*DOCUMENT PASSAGE:*
»»
Need to install TensorFlow with GPU support which depends on CUDA and cuDNN. Versioning really matters here.
- Base system configuration
- cuDNN installation
- TensorFlow installation
- Additional TensorFlow GOTCHYAs
- Bind mount fast scratch
Here is what we are starting with:
- Python: 3.8.10
- GPU: Tesla K80
- Nvidia driver: 470.42.01
- CUDA driver: 11.4
- CUDA runtime: 11.4
- CUDA compute capability: 3.7
- GCC 9.4.0
It looks like there never was a TensorFlow version released for CUDA 11.4 (see here). According to this issue on GitHub, TensorFlow for CUDA 11.2 should work with CUDA 11.4. The thread mentions using TensorFlow-2.8.0 (which was the most current version at the time of the posts) for CUDA 11.4. But, since our GCC is already version 9.4, TensorFlow 2.9.0 - 2.11.0 are the closest matches for us. I believe Bazel is only needed to compile from source an we aren't planning on doing that. The only other prerequisite we need is the same for all three TensorFlow versions of interest: cuDNN 8.1.
Official install instructions are available from the Nvidia archives. Taking a look at the CUDA compatibility matrix linked on that site, it seems like the recommend configuration for older cards is CUDA 11.8 with cuDNN 9.0.0. Unfortunately, we have only have CUDA 11.4 installed. I could not get 11.8 to install without also pulling in a later, incompatible driver (>500) and borking the system. Maybe it's time to revisit that - the compatibility matrix says CUDA 11.8, cuDNN 9.0.0 and driver >= 450 is the best setup. The latest driver for our K80 is 470, so it seems like the recommended setup should should work. But, in order to avoid reinstalling the whole GPU stack from scratch, let's just stick with the original plan for now and install cuDNN 8.1 as required by TensorFlow.
sudo cp ./cuda/include/cudnn*.h /usr/local/cuda/include/
sudo cp -P ./cuda/lib64/libcudnn* /usr/local/cuda/lib64/
sudo chmod a+r /usr/local/cuda/include/cudnn*.h /usr/local/cuda/lib64/libcudnn*
Next, let's install TensorFlow-2.11.0 because it's the latest version which has a chance of being compatible with our CUDA 11.4.
««
*RECORD SET:*
»»
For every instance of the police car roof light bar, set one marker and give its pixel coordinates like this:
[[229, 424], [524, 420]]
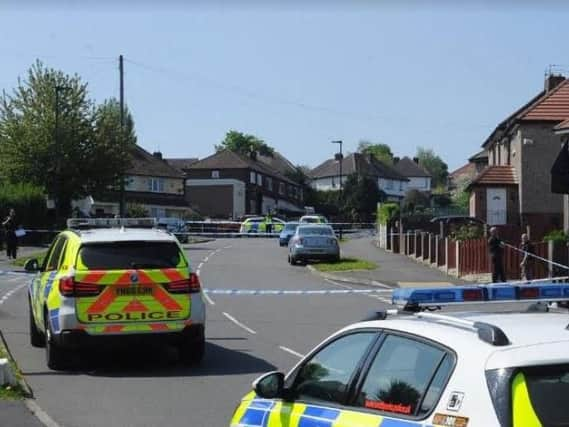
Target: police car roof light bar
[[83, 223], [419, 299], [486, 332]]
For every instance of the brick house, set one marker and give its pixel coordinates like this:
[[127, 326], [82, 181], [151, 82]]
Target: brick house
[[230, 185], [150, 182], [515, 187], [326, 176]]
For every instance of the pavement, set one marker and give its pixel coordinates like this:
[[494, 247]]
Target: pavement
[[393, 270]]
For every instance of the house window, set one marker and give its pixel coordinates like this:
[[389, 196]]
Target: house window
[[156, 185]]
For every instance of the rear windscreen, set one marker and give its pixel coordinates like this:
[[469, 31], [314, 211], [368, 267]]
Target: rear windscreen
[[128, 255], [548, 389]]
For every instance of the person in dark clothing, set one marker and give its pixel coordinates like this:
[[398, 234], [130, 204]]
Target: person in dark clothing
[[527, 260], [11, 239], [495, 247]]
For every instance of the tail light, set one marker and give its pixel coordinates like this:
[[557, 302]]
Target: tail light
[[68, 287], [187, 286]]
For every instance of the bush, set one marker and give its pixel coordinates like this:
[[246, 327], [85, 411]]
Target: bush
[[557, 236]]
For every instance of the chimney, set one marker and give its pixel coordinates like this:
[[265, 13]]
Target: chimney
[[552, 81]]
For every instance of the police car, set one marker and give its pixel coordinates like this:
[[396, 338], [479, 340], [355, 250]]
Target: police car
[[114, 282], [420, 368]]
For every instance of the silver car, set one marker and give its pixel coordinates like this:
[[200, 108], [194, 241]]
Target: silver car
[[314, 241]]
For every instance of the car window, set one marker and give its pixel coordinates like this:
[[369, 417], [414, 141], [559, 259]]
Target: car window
[[400, 374], [327, 374], [127, 255], [55, 255]]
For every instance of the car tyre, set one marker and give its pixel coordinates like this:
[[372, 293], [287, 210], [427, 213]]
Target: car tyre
[[55, 357], [37, 338], [192, 351]]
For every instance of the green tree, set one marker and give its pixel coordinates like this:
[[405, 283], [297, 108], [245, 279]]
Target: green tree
[[245, 144], [381, 152], [360, 197], [434, 164]]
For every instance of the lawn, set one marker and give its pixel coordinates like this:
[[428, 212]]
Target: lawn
[[20, 261], [346, 264]]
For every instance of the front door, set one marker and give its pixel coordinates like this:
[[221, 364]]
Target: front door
[[496, 206]]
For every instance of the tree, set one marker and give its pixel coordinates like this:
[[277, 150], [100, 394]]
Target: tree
[[245, 144], [360, 197], [434, 164], [381, 152], [64, 157]]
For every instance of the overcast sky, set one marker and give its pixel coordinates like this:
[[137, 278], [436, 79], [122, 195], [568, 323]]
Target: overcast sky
[[404, 73]]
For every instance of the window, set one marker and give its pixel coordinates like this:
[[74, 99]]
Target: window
[[54, 260], [398, 378], [156, 185], [327, 374]]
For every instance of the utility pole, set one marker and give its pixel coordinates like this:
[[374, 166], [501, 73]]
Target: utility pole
[[121, 137]]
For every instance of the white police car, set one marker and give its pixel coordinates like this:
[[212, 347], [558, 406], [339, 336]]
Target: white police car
[[419, 368]]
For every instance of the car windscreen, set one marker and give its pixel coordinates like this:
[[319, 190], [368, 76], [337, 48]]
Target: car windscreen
[[319, 231], [548, 388], [128, 255]]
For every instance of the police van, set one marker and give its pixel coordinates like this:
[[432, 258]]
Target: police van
[[415, 367], [105, 279]]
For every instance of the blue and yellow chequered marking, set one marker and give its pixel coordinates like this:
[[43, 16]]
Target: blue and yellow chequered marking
[[267, 413]]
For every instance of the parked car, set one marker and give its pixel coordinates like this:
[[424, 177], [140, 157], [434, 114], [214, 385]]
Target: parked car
[[259, 225], [287, 232], [314, 241]]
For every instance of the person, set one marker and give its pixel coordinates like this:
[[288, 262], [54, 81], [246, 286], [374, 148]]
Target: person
[[527, 260], [495, 247], [11, 240]]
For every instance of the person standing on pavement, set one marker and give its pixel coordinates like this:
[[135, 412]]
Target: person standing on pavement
[[9, 225], [495, 248], [527, 260]]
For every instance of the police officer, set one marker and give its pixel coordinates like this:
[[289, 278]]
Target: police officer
[[11, 239]]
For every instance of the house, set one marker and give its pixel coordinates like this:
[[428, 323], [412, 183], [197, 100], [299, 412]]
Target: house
[[149, 182], [230, 185], [326, 176], [515, 187], [419, 178]]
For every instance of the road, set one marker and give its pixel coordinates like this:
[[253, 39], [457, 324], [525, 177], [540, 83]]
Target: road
[[246, 336]]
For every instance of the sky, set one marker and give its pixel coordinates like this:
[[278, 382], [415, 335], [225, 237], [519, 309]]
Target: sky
[[298, 75]]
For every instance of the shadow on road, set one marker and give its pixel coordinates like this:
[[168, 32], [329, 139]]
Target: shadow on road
[[145, 361]]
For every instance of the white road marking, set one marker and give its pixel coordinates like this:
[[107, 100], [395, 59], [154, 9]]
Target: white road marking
[[238, 323], [288, 350]]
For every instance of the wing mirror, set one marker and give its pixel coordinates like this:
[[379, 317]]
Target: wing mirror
[[32, 265], [269, 385]]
««
*PARTS OF THE EXERCISE:*
- a) In the TensorFlow GPU setup notes, why does the writer keep CUDA 11.4 with cuDNN 8.1 instead of moving to the recommended CUDA 11.8 with cuDNN 9.0.0? Answer in one to three sentences.
- b) Write the next part of the TensorFlow GPU setup notes, starting after the line about installing TensorFlow-2.11.0.

*TASK ANSWERS:*
- a) An earlier try at installing CUDA 11.8 also pulled in a later driver (above 500) that was incompatible and broke the system. To avoid reinstalling the whole GPU stack from scratch, the writer sticks with the original plan and installs cuDNN 8.1, which TensorFlow requires.

- b)
Make and activate a python 3.8 venv:
python3 -m venv .venv
source .venv/bin/activate
Then install and test Tensorflow 2.11.0:
(.venv)$ pip install tensorflow==2.11.0
(.venv)$ python -c "import tensorflow as tf; print(tf.config.list_physical_devices('GPU'))"
2024-02-07 21:12:04.839568: W tensorflow/compiler/xla/stream_executor/platform/default/dso_loader.cc:64] Could not load dynamic library 'libnvinfer.so.7'; dlerror: libnvinfer.so.7: cannot open shared object file: No such file or directory
2024-02-07 21:12:04.839699: W tensorflow/compiler/xla/stream_executor/platform/default/dso_loader.cc:64] Could not load dynamic library 'libnvinfer_plugin.so.7'; dlerror: libnvinfer_plugin.so.7: cannot open shared object file: No such file or directory
2024-02-07 21:12:04.839726: W tensorflow/compiler/tf2tensorrt/utils/py_utils.cc:38] TF-TRT Warning: Cannot dlopen some TensorRT libraries. If you would like to use Nvidia GPU with TensorRT, please make sure the missing libraries mentioned above are installed properly.
2024-02-07 21:12:08.335738: W tensorflow/compiler/xla/stream_executor/platform/default/dso_loader.cc:64] Could not load dynamic library 'libcudnn.so.8'; dlerror: libcudnn.so.8: cannot open shared object file: No such file or directory
2024-02-07 21:12:08.335782: W tensorflow/core/common_runtime/gpu/gpu_device.cc:1934] Cannot dlopen some GPU libraries. Please make sure the missing libraries mentioned above are installed properly if you would like to use GPU. Follow the guide at https://www.tensorflow.org/install/gpu for how to download and setup the required libraries for your platform.
Skipping registering GPU devices...
[]
OK, still not working. Seems like most of these errors and warnings are related to tensorrt. See here and here. A quick look inside our venv tells me that we have libnvinfer.so.8 not libnvinfer.so.7 etc. Following the comment in the GitHub issue, let's install the correct version of tensorrt:
(.venv)$ pip install nvidia-tensorrt==7.2.3.4
Then add to LD_LIBRARY_PATH
(.venv)$ export LD_LIBRARY_PATH=$LD_LIBRARY_PATH:/mnt/arkk/rpm/skylines/skylines/.venv/lib/
(.venv)$ export LD_LIBRARY_PATH=$LD_LIBRARY_PATH:/mnt/arkk/rpm/skylines/skylines/.venv/lib/python3.8/site-packages/tensorrt/
(.venv)$ python -c "import tensorflow as tf; print(tf.config.list_physical_devices('GPU'))"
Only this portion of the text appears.